-- What is needed --
Return the data below in full, exactly as it stands.

|---|

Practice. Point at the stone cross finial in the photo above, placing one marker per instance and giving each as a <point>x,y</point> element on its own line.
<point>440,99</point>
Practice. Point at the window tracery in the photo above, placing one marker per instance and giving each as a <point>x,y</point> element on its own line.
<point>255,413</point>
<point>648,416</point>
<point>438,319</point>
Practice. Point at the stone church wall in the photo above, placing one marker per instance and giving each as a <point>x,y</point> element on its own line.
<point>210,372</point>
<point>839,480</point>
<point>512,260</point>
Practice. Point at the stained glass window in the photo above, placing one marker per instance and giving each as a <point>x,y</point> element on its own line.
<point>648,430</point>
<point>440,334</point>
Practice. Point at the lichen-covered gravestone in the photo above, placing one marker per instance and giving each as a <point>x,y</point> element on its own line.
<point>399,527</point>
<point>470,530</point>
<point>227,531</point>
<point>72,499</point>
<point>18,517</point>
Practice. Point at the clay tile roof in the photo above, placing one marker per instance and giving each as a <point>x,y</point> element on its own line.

|---|

-- Answer --
Practice. Point at the stone cross finial in the photo above, placing one marker per instance and giving each as a <point>x,y</point> element on its own line.
<point>440,99</point>
Practice. Point at the window tracery in the photo above, placing one marker per instance and giving each as a <point>x,y</point> element on its own line.
<point>255,413</point>
<point>648,416</point>
<point>438,319</point>
Practice. Point at the stone church wall in the photo above, placing one marker per instance and giving each as a <point>x,y</point> element on its own line.
<point>210,372</point>
<point>839,480</point>
<point>512,260</point>
Practice. Point at the stained glass window in the photo above, placing one marker per instance and giving each as a <point>x,y</point> element on its own line.
<point>648,430</point>
<point>440,334</point>
Practice. Point at the lichen-covered gravestone in the photo above, placing one marker per instance and giving each as a <point>x,y</point> element on its own line.
<point>399,527</point>
<point>470,530</point>
<point>227,531</point>
<point>72,499</point>
<point>18,517</point>
Practice. Point at the clay tile roof in the photo above, placing one marker per instance and giving each as a <point>x,y</point> element on its own line.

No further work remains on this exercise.